What is needed:
Extract every line of the items below that contains the word "street", and copy each such line in full.

Stored rows:
□ □ □

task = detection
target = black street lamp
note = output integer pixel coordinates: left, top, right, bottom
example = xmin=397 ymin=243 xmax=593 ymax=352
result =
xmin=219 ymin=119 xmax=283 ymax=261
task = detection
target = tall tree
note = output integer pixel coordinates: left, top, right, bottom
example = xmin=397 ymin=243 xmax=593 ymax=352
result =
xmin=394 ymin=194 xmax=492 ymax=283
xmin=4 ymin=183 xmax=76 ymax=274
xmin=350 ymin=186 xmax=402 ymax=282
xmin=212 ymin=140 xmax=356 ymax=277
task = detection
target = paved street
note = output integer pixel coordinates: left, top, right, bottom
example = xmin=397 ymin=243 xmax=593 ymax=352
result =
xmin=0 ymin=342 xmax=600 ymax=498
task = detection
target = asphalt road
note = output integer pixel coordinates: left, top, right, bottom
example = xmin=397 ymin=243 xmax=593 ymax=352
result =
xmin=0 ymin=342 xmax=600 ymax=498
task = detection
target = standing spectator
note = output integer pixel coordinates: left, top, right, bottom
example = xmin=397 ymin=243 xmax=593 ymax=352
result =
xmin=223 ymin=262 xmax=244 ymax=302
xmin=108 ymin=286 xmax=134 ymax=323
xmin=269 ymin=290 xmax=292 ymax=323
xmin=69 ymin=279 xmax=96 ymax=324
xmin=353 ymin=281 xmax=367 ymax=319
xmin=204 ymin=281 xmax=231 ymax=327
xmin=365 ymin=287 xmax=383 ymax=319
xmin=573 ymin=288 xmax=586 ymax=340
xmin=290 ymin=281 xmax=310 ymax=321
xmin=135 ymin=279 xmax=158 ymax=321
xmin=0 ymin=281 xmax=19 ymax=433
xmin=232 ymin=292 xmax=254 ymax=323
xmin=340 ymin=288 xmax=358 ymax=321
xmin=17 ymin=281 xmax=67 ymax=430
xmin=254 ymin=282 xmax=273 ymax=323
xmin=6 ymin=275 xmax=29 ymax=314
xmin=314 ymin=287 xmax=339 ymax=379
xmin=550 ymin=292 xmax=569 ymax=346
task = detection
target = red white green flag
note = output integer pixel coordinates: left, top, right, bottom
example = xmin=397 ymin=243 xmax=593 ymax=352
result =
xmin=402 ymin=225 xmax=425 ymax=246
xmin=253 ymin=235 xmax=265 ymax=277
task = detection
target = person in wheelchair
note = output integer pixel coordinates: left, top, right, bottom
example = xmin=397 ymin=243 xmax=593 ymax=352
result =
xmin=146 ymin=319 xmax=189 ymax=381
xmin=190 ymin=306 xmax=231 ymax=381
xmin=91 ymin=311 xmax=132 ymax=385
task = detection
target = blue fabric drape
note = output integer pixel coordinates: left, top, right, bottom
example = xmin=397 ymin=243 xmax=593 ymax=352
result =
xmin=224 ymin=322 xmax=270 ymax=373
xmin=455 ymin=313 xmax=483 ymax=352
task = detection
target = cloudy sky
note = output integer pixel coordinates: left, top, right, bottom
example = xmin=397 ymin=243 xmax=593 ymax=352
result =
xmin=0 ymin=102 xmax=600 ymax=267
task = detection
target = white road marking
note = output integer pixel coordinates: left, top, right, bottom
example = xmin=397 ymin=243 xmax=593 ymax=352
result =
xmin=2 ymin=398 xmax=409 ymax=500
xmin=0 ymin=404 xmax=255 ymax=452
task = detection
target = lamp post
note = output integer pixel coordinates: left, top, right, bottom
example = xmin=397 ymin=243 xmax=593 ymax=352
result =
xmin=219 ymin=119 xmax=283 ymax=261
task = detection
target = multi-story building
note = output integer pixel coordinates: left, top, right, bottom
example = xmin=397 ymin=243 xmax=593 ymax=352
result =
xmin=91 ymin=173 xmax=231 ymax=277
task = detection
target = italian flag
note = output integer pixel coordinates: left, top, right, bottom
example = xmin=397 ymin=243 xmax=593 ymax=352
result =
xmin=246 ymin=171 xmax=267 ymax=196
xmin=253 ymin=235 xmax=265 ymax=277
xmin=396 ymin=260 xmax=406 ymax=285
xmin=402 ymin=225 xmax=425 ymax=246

□ □ □

Written solution:
target = black street lamp
target = paved street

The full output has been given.